* Text segment

Interest, Inflation, and Currency: Or Why Monetary Policy Creates Hurdles to Entrepreneurship

Dearest friends,

I suppose at one point, I would discuss personal finance. So here it is. The finance of persons, or a bit of it, as I understand it. Call me Mr. Monsieur Moustache. Let’s go down to New York, The New York, and follow the money.

The following is not a definitive theory, but merely my hypothesis. I don’t know *for sure* what has caused this to happen, but here is what I think.

Repeat after me: Volatility is not risk. Volatility is not risk. Volatility is not risk.

Imagine two agents. The first entity, call it the rentier, is concerned with extracting value sufficient to live a comfortable life off of their assets. The goal of a rentier is not the maximization of their own wealth, but their own survival through long time, preferably in maximal comfort. Therefore, the rentier wants to invest in something where the returns exceed the erosion of purchasing power (inflation) plus their own desired safe rate of withdrawal (a number I typically ballpark, arbitrarily, at 2% for long time) plus an amount to be reinvested to maintain a margin of safety against uncertainty, such that the fund is never overdrawn during bad times.

So the equation faced by the rentier is as follows.

ROI > I + MS + RS

Where the terms stand for inflation, margin of safety, and safe withdrawal rate.

* Data
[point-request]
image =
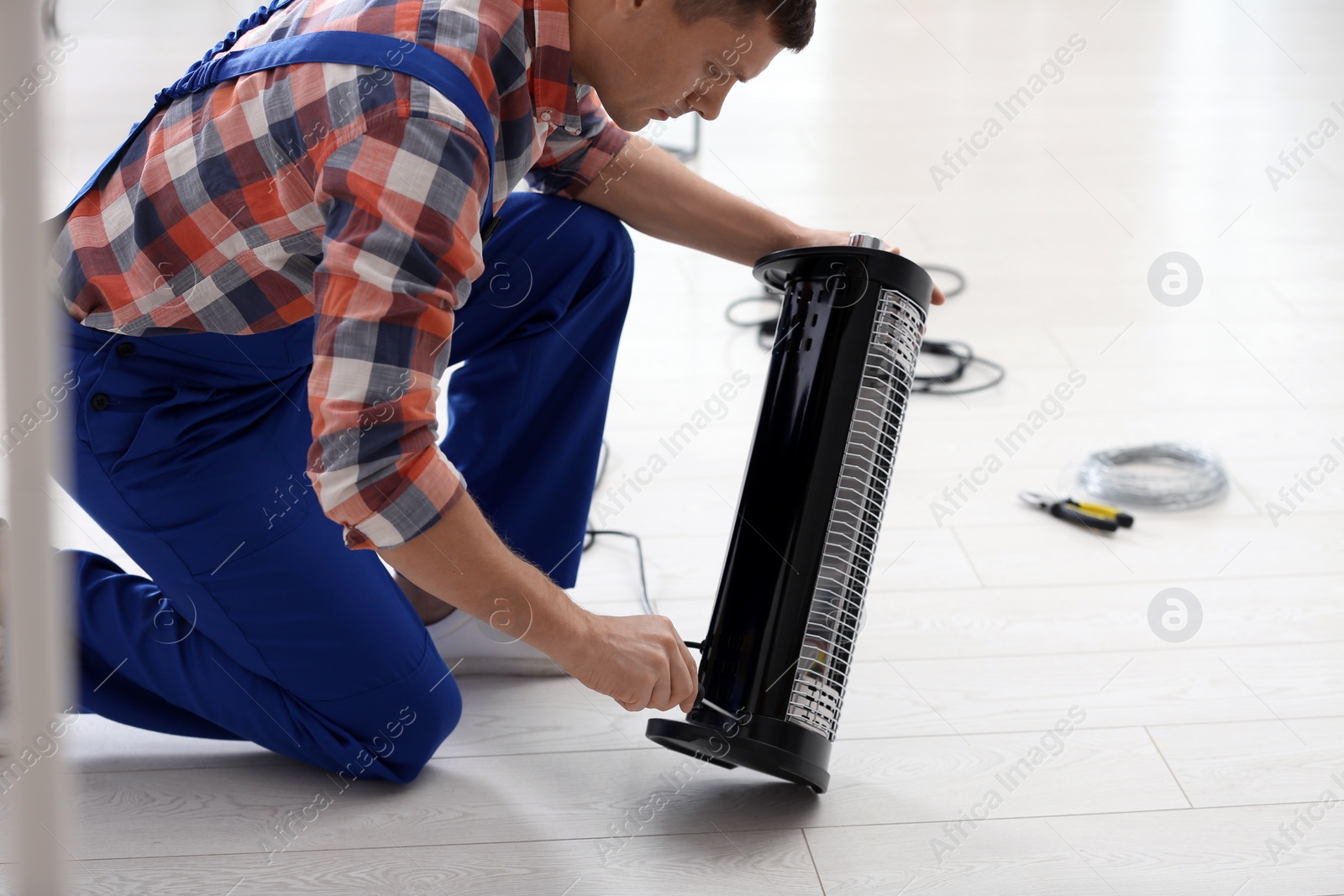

* Requirements
1 – Translate this sentence from the essay on monetary policy and entrepreneurship into Spanish: "The following is not a definitive theory, but merely my hypothesis."
2 – Carry the essay on monetary policy and entrepreneurship forward from its last sentence.
The lines that come after the essay are separate material and have no connection to it.

* Outputs in order
1 – Lo que sigue no es una teoría definitiva, sino simplemente mi hipótesis.

2 –
Now, the naive supposition is that these people will chase as much yield as they can. That’s a misunderstanding of rentier psychology. If that were the case, you would see the fortunes of old money balloon into infinity. Simultaneously, if the fate of old money was to lose money, you would not see old money at all – the term would be meaningless and the concept nonsense. Some people do deny the existence of old money and confidently proclaim the saying, “Shirtsleeves to shirtsleeves in three generations.” To that, I say that if you take that as the null hypothesis (persistence = .4), the odds of my family surviving to the present are like the odds of picking a single grain of sand correctly out of all the grains of sand on Earth. And some of our rivals from those very old days are still around. You see this around the world, from the Norman conquerors, to Florentine elites, to American colonial fortunes. The probability of a family surviving like that by chance is well past 1e-9*.

Why wouldn’t an aristocratic family want to maximize yields? All too often, power means problems. The majority of people are content to live a life of comfort and ease. The goal of a Cloud Person family is not to slowly expand until it engulfs the whole world, and despite the maxim of r>g, this does not and cannot hold in the micro scale. No tree grows to the sky. r>g implying the growth of elite fortunes only holds in the macro/societal sense, implying the steady expansion of the noble/professional class through an empire’s lifespan, what Turchin calls elite overproduction. An individual aristocratic family stagnates, stuck in a perpetual decline towards poverty but never quite getting there, a dramatic WASP (although, strictly speaking, I believe the term Norman-American is more historically accurate) heiress lamenting the fall of her house with a breathy “Alas!” (To my beloved sad one, do not hit me.) This is a holding pattern which can safely last centuries or millennia.

How does one successfully stagnate? The avoidance of risk. As they say in finance, rule 1 is to not lose money. That doesn’t mean never take losses, it means never blowup. Risk is not volatility, but the chance of an investment blowing up. And fatal risk, the kind you never take, is when these blowups blow you up, not just your investment. But even lesser blowups hurt bigly. Rather than pursuing maximal returns, a prudent aristocrat acts contra the prescriptions of economists and their rational Homo Economicus, but instead minimizes their exposure to blowup SO LONG AS THEY ARE ABLE TO SATISFY THE RENTIER EQUATION WITH THE BASKET OF ASSETS.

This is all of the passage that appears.